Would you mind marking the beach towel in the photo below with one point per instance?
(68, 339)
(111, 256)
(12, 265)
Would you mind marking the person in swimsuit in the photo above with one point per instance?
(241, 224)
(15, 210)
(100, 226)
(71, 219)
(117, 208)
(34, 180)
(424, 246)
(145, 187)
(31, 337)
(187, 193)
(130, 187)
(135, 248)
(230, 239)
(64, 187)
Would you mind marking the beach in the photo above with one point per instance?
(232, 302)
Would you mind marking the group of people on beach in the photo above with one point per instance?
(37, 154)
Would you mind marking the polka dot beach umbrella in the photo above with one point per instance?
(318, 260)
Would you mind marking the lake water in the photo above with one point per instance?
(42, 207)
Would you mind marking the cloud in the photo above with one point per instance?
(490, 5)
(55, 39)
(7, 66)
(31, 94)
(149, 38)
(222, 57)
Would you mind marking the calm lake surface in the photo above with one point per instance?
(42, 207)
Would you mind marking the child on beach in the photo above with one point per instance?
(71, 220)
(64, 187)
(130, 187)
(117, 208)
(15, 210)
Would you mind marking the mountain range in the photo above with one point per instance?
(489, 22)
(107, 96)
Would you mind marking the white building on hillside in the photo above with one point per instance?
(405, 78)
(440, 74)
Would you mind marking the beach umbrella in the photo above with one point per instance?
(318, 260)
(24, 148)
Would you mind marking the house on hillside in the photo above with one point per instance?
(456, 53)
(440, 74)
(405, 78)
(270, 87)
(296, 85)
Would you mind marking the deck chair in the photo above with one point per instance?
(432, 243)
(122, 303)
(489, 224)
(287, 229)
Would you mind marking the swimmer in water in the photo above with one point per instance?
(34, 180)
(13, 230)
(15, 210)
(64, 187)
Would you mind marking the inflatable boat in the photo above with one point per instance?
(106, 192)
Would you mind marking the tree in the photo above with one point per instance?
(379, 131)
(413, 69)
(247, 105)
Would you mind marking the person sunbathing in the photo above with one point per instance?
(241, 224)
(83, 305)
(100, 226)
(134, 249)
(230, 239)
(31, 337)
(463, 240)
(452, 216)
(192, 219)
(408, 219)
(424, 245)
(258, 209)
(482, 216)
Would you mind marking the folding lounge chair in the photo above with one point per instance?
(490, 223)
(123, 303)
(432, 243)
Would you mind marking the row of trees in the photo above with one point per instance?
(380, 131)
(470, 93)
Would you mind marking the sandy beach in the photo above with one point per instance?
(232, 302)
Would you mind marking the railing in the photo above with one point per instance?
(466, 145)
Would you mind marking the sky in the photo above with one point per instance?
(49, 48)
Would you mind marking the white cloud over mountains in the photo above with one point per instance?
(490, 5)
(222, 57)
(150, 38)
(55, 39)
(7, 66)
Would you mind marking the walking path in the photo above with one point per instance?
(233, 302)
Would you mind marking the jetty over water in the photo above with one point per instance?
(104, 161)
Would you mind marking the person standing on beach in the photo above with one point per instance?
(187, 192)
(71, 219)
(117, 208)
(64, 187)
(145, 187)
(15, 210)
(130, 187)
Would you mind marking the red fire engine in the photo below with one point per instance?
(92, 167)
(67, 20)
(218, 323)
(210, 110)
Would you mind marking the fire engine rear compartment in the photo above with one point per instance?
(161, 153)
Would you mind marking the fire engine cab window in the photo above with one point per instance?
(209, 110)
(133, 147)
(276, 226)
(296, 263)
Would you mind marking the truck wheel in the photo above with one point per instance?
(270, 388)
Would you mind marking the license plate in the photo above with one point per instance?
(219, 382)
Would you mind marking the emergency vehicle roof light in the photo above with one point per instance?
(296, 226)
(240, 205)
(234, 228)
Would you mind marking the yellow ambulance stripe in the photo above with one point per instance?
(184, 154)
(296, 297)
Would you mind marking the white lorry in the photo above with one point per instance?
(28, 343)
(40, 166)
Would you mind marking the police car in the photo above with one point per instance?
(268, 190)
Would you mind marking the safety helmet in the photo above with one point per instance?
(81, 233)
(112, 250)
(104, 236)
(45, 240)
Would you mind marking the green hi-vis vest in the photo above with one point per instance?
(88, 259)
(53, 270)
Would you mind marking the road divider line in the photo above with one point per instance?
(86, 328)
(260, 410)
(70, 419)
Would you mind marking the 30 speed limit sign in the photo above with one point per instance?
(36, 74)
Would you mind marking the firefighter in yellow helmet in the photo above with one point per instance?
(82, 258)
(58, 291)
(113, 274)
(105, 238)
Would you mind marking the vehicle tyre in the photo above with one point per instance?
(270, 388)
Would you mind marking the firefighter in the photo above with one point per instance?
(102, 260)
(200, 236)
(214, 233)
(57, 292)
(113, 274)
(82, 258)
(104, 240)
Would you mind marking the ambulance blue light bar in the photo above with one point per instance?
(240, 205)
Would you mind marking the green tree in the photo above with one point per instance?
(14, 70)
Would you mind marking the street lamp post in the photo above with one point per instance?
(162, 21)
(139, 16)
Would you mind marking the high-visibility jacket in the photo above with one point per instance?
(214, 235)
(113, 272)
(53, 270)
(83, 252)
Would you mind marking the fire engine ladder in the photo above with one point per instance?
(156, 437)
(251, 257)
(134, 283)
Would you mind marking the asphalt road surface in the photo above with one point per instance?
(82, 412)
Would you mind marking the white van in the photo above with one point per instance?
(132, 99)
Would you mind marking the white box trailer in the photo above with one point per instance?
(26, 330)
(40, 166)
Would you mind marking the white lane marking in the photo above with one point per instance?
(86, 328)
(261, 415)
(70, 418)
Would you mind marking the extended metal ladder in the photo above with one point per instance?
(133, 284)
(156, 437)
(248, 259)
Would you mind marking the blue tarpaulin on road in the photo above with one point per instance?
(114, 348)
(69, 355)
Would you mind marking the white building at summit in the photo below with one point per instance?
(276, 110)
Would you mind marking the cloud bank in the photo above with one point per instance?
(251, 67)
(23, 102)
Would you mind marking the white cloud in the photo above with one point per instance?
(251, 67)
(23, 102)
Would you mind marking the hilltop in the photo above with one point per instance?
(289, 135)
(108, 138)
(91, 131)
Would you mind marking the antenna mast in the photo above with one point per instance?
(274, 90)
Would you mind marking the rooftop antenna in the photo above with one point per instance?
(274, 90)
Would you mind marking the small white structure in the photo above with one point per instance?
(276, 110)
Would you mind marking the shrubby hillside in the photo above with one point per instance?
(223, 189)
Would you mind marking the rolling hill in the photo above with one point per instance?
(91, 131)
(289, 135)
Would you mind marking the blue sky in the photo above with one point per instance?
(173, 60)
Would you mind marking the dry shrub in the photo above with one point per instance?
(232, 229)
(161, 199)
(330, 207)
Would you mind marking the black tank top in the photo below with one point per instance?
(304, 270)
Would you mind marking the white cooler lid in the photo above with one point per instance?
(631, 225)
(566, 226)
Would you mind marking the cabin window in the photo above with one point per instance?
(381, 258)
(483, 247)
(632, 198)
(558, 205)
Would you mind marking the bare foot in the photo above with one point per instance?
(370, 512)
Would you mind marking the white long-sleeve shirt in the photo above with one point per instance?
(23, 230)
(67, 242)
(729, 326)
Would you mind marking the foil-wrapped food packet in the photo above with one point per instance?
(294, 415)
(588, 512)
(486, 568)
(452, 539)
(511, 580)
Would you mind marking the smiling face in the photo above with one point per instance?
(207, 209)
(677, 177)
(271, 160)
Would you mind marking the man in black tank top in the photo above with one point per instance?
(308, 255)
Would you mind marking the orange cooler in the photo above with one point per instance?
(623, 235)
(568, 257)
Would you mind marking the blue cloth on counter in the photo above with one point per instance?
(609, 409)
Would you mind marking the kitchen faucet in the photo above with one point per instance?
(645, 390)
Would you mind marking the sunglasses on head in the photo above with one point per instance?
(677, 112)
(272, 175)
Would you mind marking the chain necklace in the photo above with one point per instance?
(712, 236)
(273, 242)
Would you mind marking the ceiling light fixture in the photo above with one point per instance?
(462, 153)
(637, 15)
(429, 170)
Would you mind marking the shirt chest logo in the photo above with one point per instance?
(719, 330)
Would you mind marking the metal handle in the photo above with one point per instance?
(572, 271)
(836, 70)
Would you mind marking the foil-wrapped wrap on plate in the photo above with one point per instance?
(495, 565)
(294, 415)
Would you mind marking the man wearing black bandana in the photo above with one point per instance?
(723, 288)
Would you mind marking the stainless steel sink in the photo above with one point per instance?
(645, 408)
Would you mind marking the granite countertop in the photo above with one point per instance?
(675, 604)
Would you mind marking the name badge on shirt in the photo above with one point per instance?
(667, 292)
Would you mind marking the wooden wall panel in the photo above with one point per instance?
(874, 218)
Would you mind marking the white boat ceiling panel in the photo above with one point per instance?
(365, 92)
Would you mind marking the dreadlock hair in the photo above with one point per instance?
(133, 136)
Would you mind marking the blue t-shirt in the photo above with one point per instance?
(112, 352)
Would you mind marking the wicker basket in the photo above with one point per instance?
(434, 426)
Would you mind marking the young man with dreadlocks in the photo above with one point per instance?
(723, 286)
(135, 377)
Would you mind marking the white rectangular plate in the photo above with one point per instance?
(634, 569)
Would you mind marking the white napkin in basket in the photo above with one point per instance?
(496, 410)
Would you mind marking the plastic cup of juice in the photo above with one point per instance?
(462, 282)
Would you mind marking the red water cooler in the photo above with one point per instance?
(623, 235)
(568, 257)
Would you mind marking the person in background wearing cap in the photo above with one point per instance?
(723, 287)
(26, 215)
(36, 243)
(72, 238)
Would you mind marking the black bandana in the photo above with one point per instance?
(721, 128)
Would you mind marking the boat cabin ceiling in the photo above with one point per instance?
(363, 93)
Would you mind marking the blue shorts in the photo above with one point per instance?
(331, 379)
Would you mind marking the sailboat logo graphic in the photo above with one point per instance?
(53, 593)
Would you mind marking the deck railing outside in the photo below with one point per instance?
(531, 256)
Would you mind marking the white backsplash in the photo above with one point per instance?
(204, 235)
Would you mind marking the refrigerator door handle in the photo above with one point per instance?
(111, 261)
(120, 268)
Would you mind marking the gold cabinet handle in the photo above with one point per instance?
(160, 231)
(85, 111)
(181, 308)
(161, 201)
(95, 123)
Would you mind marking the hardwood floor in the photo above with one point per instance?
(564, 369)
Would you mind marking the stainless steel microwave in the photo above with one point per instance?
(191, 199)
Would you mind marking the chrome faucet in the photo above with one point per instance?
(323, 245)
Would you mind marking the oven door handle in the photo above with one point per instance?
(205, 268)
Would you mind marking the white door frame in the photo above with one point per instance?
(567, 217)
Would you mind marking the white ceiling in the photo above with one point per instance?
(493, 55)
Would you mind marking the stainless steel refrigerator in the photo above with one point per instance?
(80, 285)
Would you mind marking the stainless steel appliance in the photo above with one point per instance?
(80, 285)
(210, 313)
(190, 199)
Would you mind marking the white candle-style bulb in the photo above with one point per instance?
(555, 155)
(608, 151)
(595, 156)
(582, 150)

···

— What is needed —
Convert the material starting at the line containing "Would you mind marking the oven" and ending at the end of the material into a JSON list of strings, with one string per line and blank lines omitted.

— Result of this task —
[
  "Would you mind marking the oven door handle in the photo above with one point per instance?",
  "(205, 268)",
  "Would you mind marking the white door frame in the photo above with one point per instance?",
  "(567, 217)",
  "Would you mind marking the white ceiling in the photo above with one point per instance?",
  "(493, 55)",
  "Would you mind marking the stainless steel refrigerator in the photo above with one point per instance?",
  "(80, 285)",
  "Would you mind marking the stainless steel appliance in the photo above with one point per instance?",
  "(80, 285)",
  "(210, 313)",
  "(190, 199)",
  "Would you mind marking the white candle-style bulb in the photo above with one point per instance?",
  "(555, 155)",
  "(608, 151)",
  "(595, 156)",
  "(582, 150)"
]